Dataset rows:
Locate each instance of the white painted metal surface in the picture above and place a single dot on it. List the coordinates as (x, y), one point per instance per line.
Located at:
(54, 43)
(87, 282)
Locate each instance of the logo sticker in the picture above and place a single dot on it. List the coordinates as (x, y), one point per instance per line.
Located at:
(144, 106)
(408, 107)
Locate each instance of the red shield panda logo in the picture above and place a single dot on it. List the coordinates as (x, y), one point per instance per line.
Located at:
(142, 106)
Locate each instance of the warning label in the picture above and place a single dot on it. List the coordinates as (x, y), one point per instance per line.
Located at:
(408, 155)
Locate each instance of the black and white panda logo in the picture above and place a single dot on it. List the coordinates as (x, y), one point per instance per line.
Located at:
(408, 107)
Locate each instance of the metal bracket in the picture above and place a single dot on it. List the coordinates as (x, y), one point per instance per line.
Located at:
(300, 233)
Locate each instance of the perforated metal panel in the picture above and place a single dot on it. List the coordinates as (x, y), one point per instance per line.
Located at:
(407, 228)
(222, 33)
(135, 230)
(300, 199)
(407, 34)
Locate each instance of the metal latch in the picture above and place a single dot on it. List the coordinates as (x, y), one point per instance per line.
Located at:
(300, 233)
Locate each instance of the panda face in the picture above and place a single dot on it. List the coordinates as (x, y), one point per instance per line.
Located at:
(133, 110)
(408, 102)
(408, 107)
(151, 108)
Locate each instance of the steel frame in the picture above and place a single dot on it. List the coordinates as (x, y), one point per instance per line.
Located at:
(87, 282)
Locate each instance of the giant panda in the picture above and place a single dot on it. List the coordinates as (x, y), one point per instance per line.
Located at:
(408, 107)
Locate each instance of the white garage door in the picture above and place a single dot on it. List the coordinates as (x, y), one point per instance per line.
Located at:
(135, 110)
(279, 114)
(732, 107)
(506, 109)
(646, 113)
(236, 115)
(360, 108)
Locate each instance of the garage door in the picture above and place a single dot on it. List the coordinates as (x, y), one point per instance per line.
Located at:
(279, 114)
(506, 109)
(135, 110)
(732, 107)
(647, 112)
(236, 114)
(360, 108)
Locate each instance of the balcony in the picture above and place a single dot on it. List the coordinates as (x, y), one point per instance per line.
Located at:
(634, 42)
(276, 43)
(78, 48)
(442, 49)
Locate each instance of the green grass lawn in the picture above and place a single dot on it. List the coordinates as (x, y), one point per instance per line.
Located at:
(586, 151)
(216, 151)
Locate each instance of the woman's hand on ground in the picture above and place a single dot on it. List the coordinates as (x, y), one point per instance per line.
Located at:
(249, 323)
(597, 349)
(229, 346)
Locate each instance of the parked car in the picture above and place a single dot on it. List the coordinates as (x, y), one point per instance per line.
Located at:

:: PROBLEM STATEMENT ::
Format every line of the rows above as a numbered list, leaving out any blank lines.

:: RESULT OF THIS EXERCISE ::
1. Locate each instance of the white painted metal surface in the picture above and place a single dot on it. List the coordinates as (x, y), one point per instance per line.
2. Located at:
3. (54, 43)
4. (87, 282)
5. Locate each instance of the logo sticker in the picture above and place a single dot on it. List the coordinates as (x, y), one point per instance per line.
6. Located at:
7. (144, 106)
8. (408, 107)
9. Locate each instance of the red shield panda logo in the picture above and place a single dot on it. List the coordinates as (x, y), one point per instance per line.
10. Located at:
11. (142, 106)
12. Locate each instance of the warning label in the picture above and place a single dot on it. List the coordinates as (x, y), one point per instance per line.
13. Located at:
14. (408, 155)
15. Locate each instance of the black and white panda logo in the picture above and place a single dot on it. List the coordinates as (x, y), one point per instance per line.
16. Located at:
17. (408, 107)
18. Locate each instance of the metal bracket in the picture above and place a single dot on it. List the coordinates as (x, y), one point per instance per line.
19. Located at:
20. (300, 233)
21. Locate each instance of the perforated metal panel in the picture above and place a single dot on it. List the coordinates as (x, y), one point per instance per line.
22. Located at:
23. (407, 228)
24. (222, 33)
25. (135, 230)
26. (300, 199)
27. (407, 34)
28. Locate each instance of the metal latch in the picture above and place a single dot on it. List the coordinates as (x, y), one point per instance per line.
29. Located at:
30. (300, 233)
31. Locate each instance of the panda face in the picture above and place a single dot on it. List the coordinates as (x, y), one point per instance per line.
32. Located at:
33. (133, 110)
34. (408, 102)
35. (408, 107)
36. (151, 108)
37. Locate each instance of the steel frame in the picture above and place a single dot on it. List the coordinates as (x, y), one point per instance per line.
38. Located at:
39. (87, 282)
40. Locate each instance of the giant panda in the picture above and place a single dot on it. List the coordinates as (x, y), one point per instance per line.
41. Located at:
42. (408, 107)
43. Locate each instance of the white garage door in the picture above and place a single dot on it. List the coordinates as (x, y), one point per instance per line.
44. Located at:
45. (135, 110)
46. (279, 114)
47. (732, 107)
48. (506, 109)
49. (646, 113)
50. (236, 115)
51. (360, 108)
52. Locate each instance of the garage door in the picture above and place a single dot on it. List the coordinates as (x, y), one point per instance per line.
53. Located at:
54. (279, 114)
55. (506, 109)
56. (135, 110)
57. (732, 107)
58. (647, 112)
59. (236, 114)
60. (360, 108)
61. Locate each instance of the balcony in the picture above and place a single dot on it. List the coordinates as (x, y), one point per instance per line.
62. Located at:
63. (634, 42)
64. (276, 43)
65. (78, 48)
66. (442, 49)
67. Locate each instance of the green grass lawn in the picture above and place a single dot on it. List the coordinates as (x, y), one point per instance per line.
68. Located at:
69. (586, 151)
70. (216, 151)
71. Locate each instance of the woman's hand on ground in the picture above and place a single dot on it. List the coordinates as (x, y), one point per instance per line.
72. Located at:
73. (249, 323)
74. (597, 349)
75. (229, 346)
76. Locate each instance of the parked car in the picture above and place a single dot on it. List the coordinates as (x, y), one point per instance per line.
77. Located at:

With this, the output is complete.